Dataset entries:

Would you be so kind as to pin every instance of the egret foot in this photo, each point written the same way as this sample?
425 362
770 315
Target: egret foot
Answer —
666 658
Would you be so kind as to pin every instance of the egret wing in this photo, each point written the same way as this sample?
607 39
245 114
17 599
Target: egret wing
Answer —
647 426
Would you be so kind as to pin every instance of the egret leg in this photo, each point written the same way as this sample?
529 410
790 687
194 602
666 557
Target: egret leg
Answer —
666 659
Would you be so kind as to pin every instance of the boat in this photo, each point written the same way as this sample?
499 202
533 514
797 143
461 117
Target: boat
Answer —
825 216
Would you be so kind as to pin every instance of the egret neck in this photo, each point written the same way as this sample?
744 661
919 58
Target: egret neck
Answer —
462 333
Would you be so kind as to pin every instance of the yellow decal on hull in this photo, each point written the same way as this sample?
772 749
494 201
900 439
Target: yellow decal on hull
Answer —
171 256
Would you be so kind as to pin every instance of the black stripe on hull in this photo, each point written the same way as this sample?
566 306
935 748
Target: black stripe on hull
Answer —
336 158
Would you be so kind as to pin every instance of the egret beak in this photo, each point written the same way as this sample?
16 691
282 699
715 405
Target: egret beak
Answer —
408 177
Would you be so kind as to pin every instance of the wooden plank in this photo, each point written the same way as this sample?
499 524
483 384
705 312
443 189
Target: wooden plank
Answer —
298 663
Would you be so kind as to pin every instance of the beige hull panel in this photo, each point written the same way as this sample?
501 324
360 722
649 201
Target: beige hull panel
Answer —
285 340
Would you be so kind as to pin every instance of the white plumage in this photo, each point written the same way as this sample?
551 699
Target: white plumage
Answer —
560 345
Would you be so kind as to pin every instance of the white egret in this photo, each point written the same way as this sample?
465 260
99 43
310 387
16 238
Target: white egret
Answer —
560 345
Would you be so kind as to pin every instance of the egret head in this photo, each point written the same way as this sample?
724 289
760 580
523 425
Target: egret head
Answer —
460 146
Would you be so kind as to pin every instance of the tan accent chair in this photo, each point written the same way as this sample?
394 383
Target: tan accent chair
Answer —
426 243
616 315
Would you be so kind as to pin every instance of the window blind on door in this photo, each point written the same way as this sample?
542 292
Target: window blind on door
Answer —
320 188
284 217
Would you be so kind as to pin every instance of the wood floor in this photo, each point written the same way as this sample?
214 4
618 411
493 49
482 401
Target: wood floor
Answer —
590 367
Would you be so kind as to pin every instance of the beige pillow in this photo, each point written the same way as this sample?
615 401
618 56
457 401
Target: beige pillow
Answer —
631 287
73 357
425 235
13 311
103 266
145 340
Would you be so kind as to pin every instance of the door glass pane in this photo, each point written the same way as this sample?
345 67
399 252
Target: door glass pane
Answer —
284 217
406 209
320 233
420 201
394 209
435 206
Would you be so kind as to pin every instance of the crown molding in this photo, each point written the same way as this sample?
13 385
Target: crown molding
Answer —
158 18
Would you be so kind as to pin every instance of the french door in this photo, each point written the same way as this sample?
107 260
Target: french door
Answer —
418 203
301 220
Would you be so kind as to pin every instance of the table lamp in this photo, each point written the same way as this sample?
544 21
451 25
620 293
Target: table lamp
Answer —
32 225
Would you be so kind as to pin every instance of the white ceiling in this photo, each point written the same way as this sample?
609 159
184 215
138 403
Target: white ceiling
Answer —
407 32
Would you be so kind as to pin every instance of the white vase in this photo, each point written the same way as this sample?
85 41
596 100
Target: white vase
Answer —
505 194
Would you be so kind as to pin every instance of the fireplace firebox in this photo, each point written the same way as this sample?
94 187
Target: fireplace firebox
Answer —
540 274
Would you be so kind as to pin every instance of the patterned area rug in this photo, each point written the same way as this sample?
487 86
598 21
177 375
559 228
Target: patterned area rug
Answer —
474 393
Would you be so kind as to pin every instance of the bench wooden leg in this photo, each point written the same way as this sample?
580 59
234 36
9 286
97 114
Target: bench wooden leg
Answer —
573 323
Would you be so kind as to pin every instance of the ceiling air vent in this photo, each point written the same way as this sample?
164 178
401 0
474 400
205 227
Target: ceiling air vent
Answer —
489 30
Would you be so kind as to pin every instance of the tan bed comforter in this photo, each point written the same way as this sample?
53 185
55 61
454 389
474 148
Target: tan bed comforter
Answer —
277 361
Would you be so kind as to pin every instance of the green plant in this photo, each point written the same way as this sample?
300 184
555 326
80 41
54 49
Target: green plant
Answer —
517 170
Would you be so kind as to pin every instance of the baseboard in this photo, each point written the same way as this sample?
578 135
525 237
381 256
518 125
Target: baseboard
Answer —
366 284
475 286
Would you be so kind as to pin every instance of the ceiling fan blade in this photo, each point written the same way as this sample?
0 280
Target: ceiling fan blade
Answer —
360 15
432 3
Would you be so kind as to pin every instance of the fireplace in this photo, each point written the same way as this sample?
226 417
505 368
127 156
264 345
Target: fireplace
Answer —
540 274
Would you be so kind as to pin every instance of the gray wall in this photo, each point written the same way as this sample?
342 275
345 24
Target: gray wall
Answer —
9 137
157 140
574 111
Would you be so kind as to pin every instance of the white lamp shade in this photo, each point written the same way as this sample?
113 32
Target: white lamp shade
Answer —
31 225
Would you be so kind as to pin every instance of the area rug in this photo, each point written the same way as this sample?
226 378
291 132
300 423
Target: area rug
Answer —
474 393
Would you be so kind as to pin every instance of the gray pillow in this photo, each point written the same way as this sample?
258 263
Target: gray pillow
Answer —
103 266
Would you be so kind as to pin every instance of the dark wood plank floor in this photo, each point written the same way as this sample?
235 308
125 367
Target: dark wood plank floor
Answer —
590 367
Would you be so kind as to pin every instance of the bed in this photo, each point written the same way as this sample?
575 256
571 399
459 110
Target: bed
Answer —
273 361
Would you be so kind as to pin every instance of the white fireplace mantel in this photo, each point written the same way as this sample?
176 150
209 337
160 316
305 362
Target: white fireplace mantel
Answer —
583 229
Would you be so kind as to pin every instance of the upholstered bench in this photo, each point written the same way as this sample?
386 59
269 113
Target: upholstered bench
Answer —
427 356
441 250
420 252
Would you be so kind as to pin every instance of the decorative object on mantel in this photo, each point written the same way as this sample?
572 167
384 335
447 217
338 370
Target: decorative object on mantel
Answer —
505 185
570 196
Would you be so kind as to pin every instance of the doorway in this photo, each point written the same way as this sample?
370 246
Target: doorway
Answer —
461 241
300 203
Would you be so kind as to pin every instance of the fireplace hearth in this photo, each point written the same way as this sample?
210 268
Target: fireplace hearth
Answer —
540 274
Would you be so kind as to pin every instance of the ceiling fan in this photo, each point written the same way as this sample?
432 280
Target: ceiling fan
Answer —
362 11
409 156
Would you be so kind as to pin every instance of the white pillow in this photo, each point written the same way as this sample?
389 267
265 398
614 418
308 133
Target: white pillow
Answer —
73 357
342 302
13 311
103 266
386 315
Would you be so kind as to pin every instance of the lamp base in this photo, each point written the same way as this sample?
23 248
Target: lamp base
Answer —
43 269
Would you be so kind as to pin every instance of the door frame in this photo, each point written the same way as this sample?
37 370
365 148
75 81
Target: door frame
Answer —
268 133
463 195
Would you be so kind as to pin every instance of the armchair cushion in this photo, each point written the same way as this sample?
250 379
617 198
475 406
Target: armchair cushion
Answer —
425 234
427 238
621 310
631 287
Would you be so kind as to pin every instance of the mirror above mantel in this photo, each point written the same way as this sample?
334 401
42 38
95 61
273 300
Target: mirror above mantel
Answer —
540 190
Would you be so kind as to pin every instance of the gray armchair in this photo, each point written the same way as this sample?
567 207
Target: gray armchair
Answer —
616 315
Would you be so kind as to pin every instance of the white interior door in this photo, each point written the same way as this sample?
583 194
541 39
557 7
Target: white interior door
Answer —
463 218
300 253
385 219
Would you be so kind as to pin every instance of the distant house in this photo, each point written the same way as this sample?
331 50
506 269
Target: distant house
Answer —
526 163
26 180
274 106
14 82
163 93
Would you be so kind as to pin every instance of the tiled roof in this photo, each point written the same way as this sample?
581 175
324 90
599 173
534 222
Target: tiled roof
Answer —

Aim of the exercise
Work out how many lines of the entries contain the word "panel", and answer with that number alone.

Task result
2